* WHAT TO DO *
Reproduce word for word the stretch from "Thursday, November 30, 2017" through "not a rose)." in the text on similes and metaphors.
** START DOCUMENT SEGMENT **
Thursday, November 30, 2017

Using figurative language: similes and metaphors (11.30.17)

Making similes work in your poems

A simile is an equation (“this” = “that”) that uses “like” or “as”: O, my love is like a red, red rose.  Just as in mathematics, in poetry, the “equation” or = sign, states a comparison between two things that, on the surface, or in our normal experience, might seem unrelated.  Therefore, “love = rose.”  But in simile, the difference is always stressed, that is, expressed as obvious: love is SIMILAR TO a rose (but not a rose).

Depending on how similar or dissimilar the items in a simile are, the equation delivers more or less “force” or surprise when you encounter it.  Sometimes that surprise can be comical or nonsensical, as in examples 1 and 2 below; slightly bizarre, as in example 5; or lyrical (example 6); or non-visual (8, 9); or emotive (6, 10).  Sometimes, a simile can be rendered self-consciously, or, put a better way, metatextually, where it expresses not only an image, but a (literary) convention, as in example 11.
** END DOCUMENT SEGMENT **
** START COLLECTED MATERIAL **
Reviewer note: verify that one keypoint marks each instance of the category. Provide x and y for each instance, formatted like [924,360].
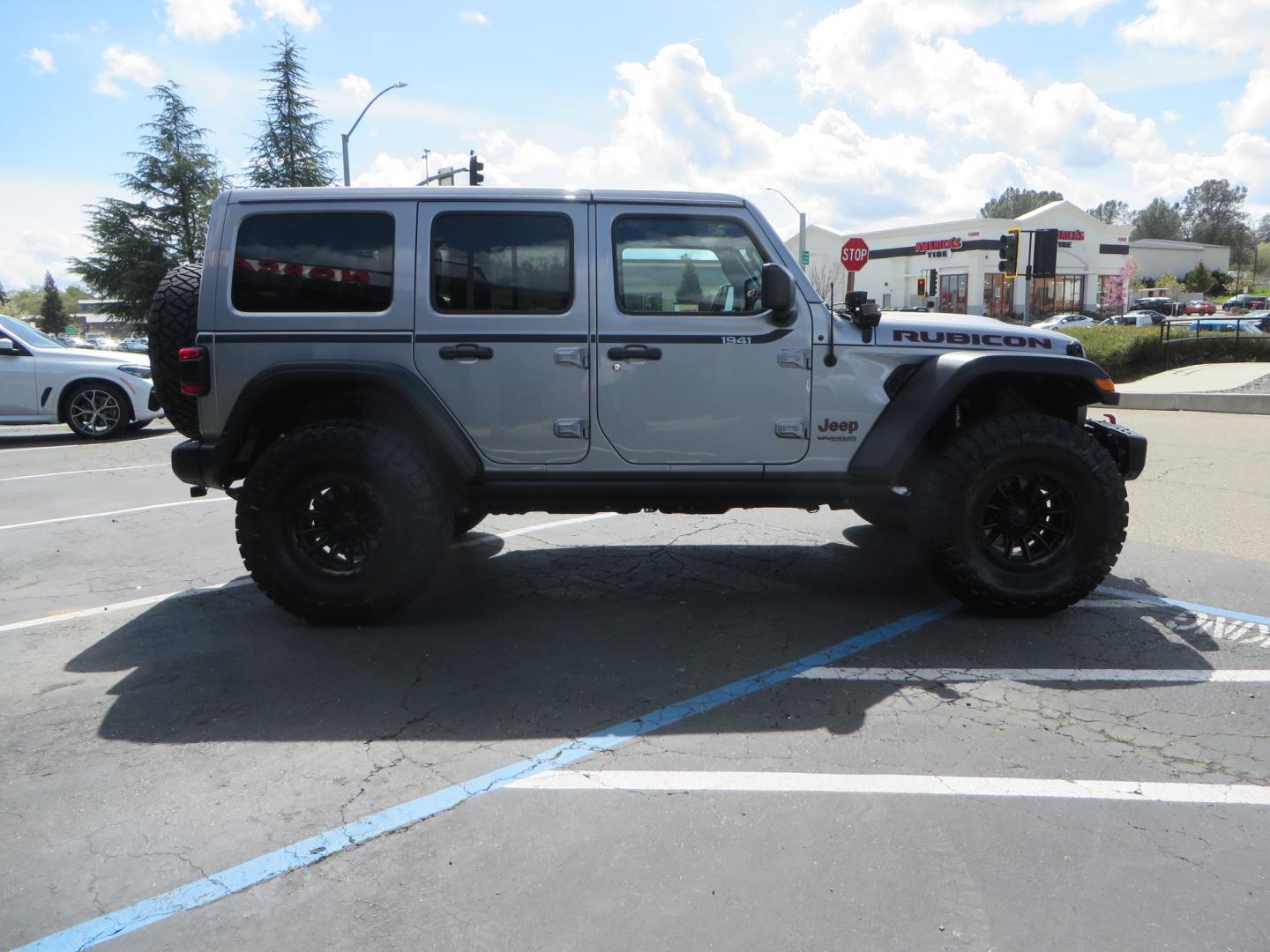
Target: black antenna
** END COLLECTED MATERIAL **
* TASK OUTPUT *
Thursday, November 30, 2017

Using figurative language: similes and metaphors (11.30.17)

Making similes work in your poems

A simile is an equation (“this” = “that”) that uses “like” or “as”: O, my love is like a red, red rose.  Just as in mathematics, in poetry, the “equation” or = sign, states a comparison between two things that, on the surface, or in our normal experience, might seem unrelated.  Therefore, “love = rose.”  But in simile, the difference is always stressed, that is, expressed as obvious: love is SIMILAR TO a rose (but not a rose).